### [Work to be completed]
Once the line containing "positive clicks: (459, 150)" is found in the entries below, restate it and each following line word for word, stopping after the line containing "120L441 116L433 125V141L413".

### [Information provided]

____

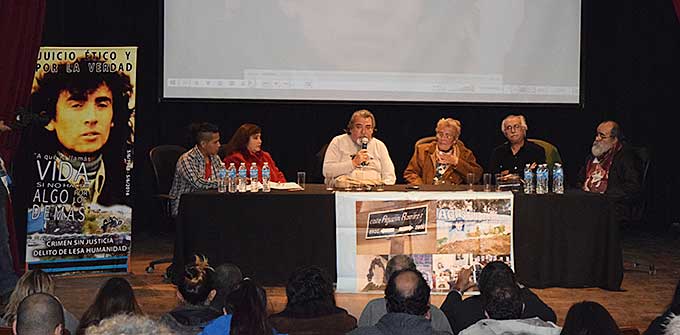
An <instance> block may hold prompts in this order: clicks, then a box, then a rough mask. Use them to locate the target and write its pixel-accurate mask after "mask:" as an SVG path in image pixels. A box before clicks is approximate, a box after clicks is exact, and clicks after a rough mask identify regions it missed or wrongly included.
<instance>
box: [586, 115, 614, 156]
mask: <svg viewBox="0 0 680 335" xmlns="http://www.w3.org/2000/svg"><path fill="white" fill-rule="evenodd" d="M620 138H621V128H620V127H619V124H618V123H616V122H615V121H604V122H602V123H600V124H599V125H598V126H597V132H596V133H595V140H594V141H593V145H592V147H591V148H590V152H591V153H592V154H593V156H595V157H600V156H602V155H604V154H605V153H607V152H608V151H609V150H611V149H612V148H614V147H615V146H616V144H617V143H618V142H619V141H620Z"/></svg>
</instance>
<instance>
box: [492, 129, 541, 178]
mask: <svg viewBox="0 0 680 335" xmlns="http://www.w3.org/2000/svg"><path fill="white" fill-rule="evenodd" d="M528 129H529V127H527V122H526V120H525V119H524V116H523V115H508V116H507V117H505V119H503V122H501V132H503V135H505V138H507V139H508V141H507V142H505V143H503V144H501V145H499V146H497V147H496V148H494V149H493V151H492V152H491V158H490V159H489V172H491V173H494V174H496V173H500V174H502V175H507V174H517V175H519V174H521V173H522V171H523V170H524V166H525V165H526V164H531V165H532V168H534V167H536V164H538V163H543V162H545V150H543V148H542V147H541V146H539V145H538V144H536V143H533V142H531V141H527V139H526V136H527V130H528Z"/></svg>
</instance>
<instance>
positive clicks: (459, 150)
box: [404, 118, 482, 185]
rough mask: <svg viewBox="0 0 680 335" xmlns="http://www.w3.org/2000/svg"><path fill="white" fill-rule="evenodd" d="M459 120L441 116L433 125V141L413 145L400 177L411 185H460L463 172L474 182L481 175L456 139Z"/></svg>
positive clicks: (459, 124)
mask: <svg viewBox="0 0 680 335" xmlns="http://www.w3.org/2000/svg"><path fill="white" fill-rule="evenodd" d="M460 132H461V125H460V121H458V120H455V119H452V118H444V119H441V120H439V121H438V122H437V126H436V127H435V135H436V139H437V140H436V141H433V142H428V143H422V144H419V145H417V146H416V150H415V152H414V153H413V156H412V157H411V160H410V161H409V163H408V166H407V167H406V170H404V179H406V181H407V182H408V183H409V184H411V185H422V184H430V185H433V184H434V185H438V184H454V185H457V184H462V183H465V182H467V175H468V174H471V175H472V182H473V183H475V182H476V181H477V180H479V178H480V177H481V176H482V167H481V166H480V165H479V164H477V158H475V155H474V154H473V153H472V150H470V149H468V148H467V147H466V146H465V144H463V141H461V140H460V139H459V137H460Z"/></svg>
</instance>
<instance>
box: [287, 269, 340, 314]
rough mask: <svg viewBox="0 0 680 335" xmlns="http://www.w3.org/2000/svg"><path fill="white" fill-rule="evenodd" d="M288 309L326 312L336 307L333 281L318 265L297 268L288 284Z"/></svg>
mask: <svg viewBox="0 0 680 335" xmlns="http://www.w3.org/2000/svg"><path fill="white" fill-rule="evenodd" d="M286 297H287V298H288V302H287V303H286V310H288V311H292V312H299V313H305V312H308V313H306V314H312V313H325V312H327V311H329V310H330V309H333V308H334V307H335V294H334V290H333V282H332V281H331V279H330V277H329V276H328V273H326V271H324V270H323V269H321V268H319V267H316V266H309V267H304V268H300V269H298V270H296V271H295V272H293V274H292V275H291V276H290V278H289V279H288V284H287V285H286Z"/></svg>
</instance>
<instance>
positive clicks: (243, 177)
mask: <svg viewBox="0 0 680 335" xmlns="http://www.w3.org/2000/svg"><path fill="white" fill-rule="evenodd" d="M247 177H248V170H247V169H246V163H243V162H242V163H241V165H239V166H238V187H237V190H238V191H239V192H245V191H246V178H247Z"/></svg>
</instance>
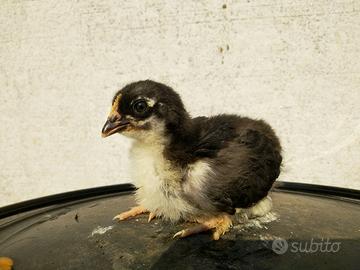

____

### [Written solution]
positive clicks: (459, 150)
box: [404, 118, 482, 185]
rough mask: <svg viewBox="0 0 680 335" xmlns="http://www.w3.org/2000/svg"><path fill="white" fill-rule="evenodd" d="M459 120L441 116L433 125V141L413 145L400 177L411 185H460L463 172L474 182L481 175L456 139Z"/></svg>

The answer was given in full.